§ **Records excerpted from a collection**:
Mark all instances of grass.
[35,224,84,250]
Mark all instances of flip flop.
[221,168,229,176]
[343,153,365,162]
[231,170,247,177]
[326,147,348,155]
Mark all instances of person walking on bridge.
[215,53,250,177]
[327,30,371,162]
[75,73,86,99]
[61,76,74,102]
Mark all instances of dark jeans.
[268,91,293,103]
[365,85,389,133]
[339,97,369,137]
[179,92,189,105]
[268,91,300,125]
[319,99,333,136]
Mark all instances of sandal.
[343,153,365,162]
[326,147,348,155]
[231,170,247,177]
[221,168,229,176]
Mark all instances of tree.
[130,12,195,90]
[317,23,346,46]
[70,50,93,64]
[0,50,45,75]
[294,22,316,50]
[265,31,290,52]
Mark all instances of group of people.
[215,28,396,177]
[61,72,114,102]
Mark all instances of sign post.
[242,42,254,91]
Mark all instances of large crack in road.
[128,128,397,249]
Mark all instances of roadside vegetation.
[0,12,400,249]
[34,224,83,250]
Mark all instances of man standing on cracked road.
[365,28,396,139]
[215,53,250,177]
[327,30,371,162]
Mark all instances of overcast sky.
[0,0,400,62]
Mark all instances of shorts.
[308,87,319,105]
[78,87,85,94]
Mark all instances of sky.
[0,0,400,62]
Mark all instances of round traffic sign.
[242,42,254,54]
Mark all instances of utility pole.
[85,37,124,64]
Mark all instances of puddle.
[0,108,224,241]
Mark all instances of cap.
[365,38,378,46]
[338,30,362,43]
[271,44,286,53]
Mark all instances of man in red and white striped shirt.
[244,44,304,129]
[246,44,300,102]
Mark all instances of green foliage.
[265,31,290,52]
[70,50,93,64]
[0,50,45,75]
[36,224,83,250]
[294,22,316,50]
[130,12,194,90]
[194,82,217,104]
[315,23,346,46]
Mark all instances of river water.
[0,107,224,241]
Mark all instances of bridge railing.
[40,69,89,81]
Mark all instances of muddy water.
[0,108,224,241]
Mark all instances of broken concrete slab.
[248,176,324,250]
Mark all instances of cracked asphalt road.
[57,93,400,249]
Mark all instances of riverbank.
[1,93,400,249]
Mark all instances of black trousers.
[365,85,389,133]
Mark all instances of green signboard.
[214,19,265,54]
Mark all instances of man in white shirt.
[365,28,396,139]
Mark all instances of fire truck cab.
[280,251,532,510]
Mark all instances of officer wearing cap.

§ **Exercise task**:
Rewrite the stretch from the line containing "Mark all instances of cap." through the end of the material, changing "muddy water" to "murky water" and leaving everything else as it is. Give only those lines.

§ **Solution to the exercise**:
Mark all instances of cap.
[365,38,378,46]
[338,30,362,43]
[271,44,286,53]
Mark all instances of man in red and white striped shirt.
[244,44,304,129]
[246,44,300,102]
Mark all instances of green foliage.
[265,31,290,52]
[70,50,93,64]
[0,50,45,75]
[36,224,83,250]
[294,22,316,50]
[130,12,194,90]
[194,82,217,104]
[315,23,346,46]
Mark all instances of river water.
[0,107,224,241]
Mark all instances of bridge railing.
[40,69,89,81]
Mark all instances of murky water.
[0,108,224,241]
Mark all instances of broken concrete slab.
[248,176,324,250]
Mark all instances of cracked asphalt road.
[57,93,400,249]
Mark all instances of riverbank.
[1,93,400,249]
Mark all instances of black trousers.
[365,85,389,133]
Mark all instances of green signboard.
[214,19,265,54]
Mark all instances of man in white shirt.
[365,28,396,139]
Mark all instances of fire truck cab.
[280,251,532,510]
Mark all instances of officer wearing cap.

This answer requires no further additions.